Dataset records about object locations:
****************************************

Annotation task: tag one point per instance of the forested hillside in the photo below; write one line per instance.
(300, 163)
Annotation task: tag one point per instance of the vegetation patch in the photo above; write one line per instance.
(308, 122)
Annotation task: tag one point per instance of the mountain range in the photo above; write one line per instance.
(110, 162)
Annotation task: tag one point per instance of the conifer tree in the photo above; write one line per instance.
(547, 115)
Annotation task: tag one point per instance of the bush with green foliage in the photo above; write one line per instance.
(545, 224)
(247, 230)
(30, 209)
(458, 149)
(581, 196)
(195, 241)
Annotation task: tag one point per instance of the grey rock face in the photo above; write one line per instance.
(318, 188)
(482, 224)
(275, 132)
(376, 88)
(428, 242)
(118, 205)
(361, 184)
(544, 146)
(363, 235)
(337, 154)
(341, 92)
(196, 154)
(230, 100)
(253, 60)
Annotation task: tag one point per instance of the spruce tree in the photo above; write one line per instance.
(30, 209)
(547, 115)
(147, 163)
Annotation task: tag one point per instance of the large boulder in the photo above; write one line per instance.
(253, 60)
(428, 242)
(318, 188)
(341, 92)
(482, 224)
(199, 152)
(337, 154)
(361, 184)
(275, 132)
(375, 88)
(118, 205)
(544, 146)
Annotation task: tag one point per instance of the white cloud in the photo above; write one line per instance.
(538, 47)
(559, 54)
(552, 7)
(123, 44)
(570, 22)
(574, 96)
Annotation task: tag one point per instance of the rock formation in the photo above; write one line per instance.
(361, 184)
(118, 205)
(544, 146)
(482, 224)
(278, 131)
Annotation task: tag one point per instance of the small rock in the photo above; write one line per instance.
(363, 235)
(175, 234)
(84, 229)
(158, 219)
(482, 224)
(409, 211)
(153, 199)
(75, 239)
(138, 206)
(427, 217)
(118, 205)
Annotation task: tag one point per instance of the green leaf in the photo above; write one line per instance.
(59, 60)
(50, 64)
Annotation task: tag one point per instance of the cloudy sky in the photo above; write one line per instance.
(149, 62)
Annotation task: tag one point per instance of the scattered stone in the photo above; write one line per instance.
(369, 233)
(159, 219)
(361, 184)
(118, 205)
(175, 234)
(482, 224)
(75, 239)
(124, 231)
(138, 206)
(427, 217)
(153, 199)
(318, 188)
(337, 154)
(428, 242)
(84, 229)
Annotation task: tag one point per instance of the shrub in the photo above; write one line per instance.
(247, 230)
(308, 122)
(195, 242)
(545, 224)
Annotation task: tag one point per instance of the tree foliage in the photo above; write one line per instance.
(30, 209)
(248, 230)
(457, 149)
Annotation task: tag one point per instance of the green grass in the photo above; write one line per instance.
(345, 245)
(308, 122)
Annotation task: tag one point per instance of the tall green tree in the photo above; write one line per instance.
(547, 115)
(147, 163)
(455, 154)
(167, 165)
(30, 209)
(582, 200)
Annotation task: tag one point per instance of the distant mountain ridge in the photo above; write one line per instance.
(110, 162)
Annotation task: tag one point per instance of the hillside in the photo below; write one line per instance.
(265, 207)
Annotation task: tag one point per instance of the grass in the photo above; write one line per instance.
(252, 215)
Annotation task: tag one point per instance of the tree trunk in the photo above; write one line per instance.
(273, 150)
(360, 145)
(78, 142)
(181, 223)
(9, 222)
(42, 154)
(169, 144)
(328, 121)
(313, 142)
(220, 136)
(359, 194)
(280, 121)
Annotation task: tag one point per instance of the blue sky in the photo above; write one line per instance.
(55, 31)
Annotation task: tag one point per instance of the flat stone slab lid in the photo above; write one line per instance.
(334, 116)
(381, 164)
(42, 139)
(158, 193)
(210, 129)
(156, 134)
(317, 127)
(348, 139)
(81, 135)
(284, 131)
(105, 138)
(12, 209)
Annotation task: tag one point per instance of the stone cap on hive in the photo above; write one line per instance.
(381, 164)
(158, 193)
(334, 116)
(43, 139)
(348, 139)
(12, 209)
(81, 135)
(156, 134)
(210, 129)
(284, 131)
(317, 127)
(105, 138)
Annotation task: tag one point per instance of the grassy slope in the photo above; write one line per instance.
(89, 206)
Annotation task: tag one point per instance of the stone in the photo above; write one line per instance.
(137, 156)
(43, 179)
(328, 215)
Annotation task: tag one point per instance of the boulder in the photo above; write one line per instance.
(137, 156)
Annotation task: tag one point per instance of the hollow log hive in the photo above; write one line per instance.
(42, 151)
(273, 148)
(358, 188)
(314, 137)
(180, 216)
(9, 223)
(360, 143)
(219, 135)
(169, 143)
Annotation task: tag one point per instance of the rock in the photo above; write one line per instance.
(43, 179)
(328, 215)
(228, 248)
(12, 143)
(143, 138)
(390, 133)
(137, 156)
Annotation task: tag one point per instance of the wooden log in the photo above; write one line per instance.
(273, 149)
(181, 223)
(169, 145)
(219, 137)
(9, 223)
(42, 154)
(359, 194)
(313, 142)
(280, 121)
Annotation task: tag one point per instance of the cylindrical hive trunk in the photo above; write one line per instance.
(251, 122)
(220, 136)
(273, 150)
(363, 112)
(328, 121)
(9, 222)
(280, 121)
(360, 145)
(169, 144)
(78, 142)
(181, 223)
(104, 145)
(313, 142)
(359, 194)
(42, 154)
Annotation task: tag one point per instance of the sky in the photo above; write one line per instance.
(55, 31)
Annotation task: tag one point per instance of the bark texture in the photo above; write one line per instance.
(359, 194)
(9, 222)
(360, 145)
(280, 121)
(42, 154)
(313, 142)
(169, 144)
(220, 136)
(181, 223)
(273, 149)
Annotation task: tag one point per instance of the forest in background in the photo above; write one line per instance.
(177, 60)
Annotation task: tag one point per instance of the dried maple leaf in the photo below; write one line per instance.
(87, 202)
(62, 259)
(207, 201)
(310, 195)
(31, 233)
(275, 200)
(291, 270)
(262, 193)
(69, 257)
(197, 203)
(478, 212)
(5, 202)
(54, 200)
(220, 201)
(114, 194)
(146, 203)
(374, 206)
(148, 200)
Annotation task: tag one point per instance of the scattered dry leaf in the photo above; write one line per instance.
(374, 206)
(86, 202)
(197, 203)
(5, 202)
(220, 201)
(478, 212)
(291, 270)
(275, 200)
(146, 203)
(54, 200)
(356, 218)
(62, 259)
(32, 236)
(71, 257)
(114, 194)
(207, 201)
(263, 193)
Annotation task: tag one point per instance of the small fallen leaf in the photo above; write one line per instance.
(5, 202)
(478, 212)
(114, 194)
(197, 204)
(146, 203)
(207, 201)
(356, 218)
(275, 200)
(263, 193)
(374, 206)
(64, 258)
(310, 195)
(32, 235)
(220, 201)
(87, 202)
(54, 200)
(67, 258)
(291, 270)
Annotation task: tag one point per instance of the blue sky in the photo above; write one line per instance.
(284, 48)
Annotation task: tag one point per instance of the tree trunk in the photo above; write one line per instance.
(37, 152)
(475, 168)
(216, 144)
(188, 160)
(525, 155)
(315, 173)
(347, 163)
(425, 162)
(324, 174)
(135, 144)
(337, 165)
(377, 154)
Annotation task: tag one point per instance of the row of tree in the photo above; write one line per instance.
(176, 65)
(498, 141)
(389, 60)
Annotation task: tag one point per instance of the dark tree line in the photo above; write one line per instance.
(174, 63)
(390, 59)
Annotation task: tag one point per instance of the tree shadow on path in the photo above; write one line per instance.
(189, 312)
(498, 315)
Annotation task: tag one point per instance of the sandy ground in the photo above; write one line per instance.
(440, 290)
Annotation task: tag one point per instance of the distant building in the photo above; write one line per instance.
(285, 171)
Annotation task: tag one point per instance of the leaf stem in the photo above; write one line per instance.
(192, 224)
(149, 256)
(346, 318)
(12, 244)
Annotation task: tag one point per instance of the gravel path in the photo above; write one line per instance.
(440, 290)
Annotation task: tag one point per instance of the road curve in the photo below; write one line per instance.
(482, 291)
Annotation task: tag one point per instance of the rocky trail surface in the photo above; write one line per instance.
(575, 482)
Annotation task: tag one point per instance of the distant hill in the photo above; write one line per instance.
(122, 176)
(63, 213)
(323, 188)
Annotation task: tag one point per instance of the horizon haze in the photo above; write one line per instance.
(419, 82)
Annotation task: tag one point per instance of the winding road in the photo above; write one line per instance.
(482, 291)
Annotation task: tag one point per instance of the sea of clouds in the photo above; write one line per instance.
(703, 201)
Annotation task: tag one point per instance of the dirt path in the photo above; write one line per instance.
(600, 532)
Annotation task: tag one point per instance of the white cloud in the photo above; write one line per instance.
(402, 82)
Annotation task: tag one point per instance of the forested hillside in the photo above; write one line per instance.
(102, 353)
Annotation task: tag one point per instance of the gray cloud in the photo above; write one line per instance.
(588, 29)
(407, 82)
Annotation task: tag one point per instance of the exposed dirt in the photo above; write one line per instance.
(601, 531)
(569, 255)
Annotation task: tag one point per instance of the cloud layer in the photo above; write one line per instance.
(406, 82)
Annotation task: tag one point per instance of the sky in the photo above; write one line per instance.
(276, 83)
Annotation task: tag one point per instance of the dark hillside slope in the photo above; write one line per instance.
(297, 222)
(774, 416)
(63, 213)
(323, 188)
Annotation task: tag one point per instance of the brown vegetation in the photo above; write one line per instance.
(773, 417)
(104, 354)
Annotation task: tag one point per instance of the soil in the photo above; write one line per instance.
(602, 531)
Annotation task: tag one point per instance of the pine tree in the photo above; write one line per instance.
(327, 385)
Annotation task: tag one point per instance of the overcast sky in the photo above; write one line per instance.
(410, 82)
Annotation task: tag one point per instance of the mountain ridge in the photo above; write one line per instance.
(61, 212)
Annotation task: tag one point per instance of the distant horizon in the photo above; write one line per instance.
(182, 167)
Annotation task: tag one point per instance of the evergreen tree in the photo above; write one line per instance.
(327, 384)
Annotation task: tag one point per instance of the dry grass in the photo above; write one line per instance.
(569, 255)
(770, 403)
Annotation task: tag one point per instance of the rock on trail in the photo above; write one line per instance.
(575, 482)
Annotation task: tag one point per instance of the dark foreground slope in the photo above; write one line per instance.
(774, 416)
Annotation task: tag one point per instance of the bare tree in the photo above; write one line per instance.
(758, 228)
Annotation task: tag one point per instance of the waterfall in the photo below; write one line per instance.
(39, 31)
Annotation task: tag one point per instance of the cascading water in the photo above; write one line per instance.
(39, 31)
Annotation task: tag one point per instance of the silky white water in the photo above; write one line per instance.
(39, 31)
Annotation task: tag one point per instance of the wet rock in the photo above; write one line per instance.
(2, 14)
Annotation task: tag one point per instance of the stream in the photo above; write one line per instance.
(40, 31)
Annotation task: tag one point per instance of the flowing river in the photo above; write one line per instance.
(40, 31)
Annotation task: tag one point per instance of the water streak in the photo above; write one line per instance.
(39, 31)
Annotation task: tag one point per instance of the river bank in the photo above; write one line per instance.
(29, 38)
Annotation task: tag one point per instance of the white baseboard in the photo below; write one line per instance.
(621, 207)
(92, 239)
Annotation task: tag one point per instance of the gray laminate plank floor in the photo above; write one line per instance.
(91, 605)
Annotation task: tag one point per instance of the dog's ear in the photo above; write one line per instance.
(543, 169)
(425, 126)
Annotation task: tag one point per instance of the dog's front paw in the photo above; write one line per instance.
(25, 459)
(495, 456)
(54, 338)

****************************************

[Exercise brief]
Exactly reproduce the lines that run from the line with "Annotation task: tag one point per instance of the stream" through the last line of the records, inclusive.

[Response to the exercise]
Annotation task: tag one point per instance of the stream in the photo above; write one line per instance.
(40, 31)
Annotation task: tag one point per instance of the flowing river in the photo above; write one line per instance.
(40, 31)
Annotation task: tag one point per instance of the water streak in the photo above; write one line per instance.
(39, 31)
Annotation task: tag one point per instance of the river bank in the photo above; write one line per instance.
(29, 38)
Annotation task: tag one point per instance of the white baseboard in the photo below; write one line per instance.
(621, 207)
(92, 239)
Annotation task: tag one point per instance of the gray laminate plank floor in the photo above; write one line per instance.
(91, 605)
Annotation task: tag one point per instance of the dog's ear in the photo above; write one line per instance.
(543, 169)
(425, 126)
Annotation task: tag one point per instance of the dog's front paw in the photo above; write one line per instance.
(25, 459)
(495, 456)
(54, 338)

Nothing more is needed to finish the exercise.